→ **Exercise details**: Copy the listing below exactly. Pictures stay out of it.

→ **Input for this task**:
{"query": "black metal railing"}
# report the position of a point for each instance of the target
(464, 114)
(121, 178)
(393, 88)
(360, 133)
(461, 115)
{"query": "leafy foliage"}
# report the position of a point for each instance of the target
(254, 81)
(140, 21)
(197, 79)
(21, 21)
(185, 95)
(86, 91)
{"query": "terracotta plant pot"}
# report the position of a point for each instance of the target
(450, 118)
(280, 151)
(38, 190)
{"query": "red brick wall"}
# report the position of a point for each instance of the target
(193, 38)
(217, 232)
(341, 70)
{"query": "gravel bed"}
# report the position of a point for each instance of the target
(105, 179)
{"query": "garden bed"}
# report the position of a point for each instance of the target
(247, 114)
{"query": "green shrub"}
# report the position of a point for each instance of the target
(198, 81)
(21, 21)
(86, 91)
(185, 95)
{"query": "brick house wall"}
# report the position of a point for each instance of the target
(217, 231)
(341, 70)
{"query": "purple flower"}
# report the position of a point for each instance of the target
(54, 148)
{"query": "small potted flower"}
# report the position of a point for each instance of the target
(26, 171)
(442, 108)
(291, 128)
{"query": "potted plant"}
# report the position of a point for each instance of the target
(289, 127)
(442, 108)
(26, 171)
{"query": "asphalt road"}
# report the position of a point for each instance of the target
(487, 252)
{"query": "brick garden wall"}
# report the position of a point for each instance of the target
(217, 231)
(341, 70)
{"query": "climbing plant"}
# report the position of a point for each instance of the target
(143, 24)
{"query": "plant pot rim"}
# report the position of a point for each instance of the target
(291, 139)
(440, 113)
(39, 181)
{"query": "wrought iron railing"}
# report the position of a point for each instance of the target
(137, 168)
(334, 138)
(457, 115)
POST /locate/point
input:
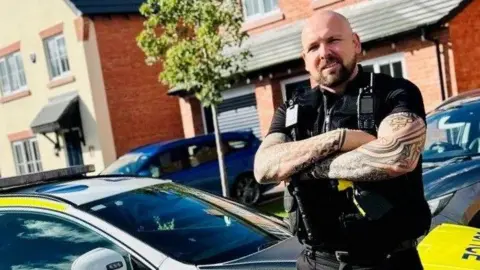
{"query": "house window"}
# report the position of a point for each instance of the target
(12, 74)
(258, 8)
(390, 65)
(27, 156)
(57, 56)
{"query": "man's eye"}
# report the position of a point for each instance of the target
(312, 48)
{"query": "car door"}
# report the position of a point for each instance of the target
(33, 238)
(194, 164)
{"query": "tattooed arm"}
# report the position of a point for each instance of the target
(401, 138)
(277, 159)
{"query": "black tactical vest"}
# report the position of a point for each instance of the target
(334, 220)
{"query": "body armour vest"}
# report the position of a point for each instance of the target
(332, 216)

→ **The completed task**:
{"query": "black metal railing"}
# report the position of a point for each instance of the target
(464, 114)
(121, 178)
(393, 88)
(360, 133)
(461, 115)
{"query": "leafy foliage"}
# report the position of a point for each instance of the target
(254, 81)
(140, 21)
(197, 79)
(21, 21)
(185, 95)
(86, 91)
{"query": "terracotta plant pot"}
# report the position of a point for each instance of the target
(450, 118)
(280, 151)
(38, 190)
{"query": "red brick wall"}
# report the position of a point for each instance of the target
(193, 38)
(217, 232)
(341, 70)
{"query": "gravel bed"}
# report the position of a point for each instance of the target
(105, 179)
{"query": "garden bed"}
# report the position of a point for each instance of the target
(247, 114)
{"query": "green shrub"}
# report the position of a point for each instance of the target
(198, 81)
(21, 21)
(86, 91)
(185, 95)
{"query": "brick house wall"}
# report the position of a point for each instance of the target
(217, 231)
(341, 70)
{"query": "purple flower"}
# report the position of a point for each instance of the target
(54, 148)
{"query": "small potted flower"}
# report the position of a point for each instance of the target
(26, 171)
(442, 108)
(291, 128)
{"query": "potted plant"}
# report the position of a point for each instance of the target
(289, 127)
(442, 108)
(26, 171)
{"query": "asphalt road"}
# report the position of a point for each instance of the target
(487, 252)
{"query": "brick garden wall"}
# report the position of a point for each instance of the target
(217, 231)
(341, 70)
{"query": "climbing plant"}
# report the position of a point for each instance of the target
(143, 24)
{"query": "plant pot rim"}
# report the position of a point for each instance of the target
(291, 139)
(440, 113)
(39, 181)
{"query": "wrought iron railing"}
# report the position of a point for each instance of the target
(137, 168)
(334, 138)
(457, 115)
POST /locate/point
input:
{"query": "house window"}
# report the position of a point for each instance of the target
(12, 74)
(258, 8)
(390, 65)
(27, 156)
(57, 56)
{"query": "man's eye"}
# report the position of a point for each instance of the target
(312, 48)
{"query": "car door"}
# report the position of a point for each instance of the target
(33, 238)
(194, 164)
{"query": "tattooed arm"}
# report the position of a point for each instance of the target
(401, 138)
(277, 159)
{"query": "black tactical vest"}
# report the position of a point for each instance of the target
(334, 220)
{"query": "body armour vest"}
# report the position of a point for each instance of the target
(332, 216)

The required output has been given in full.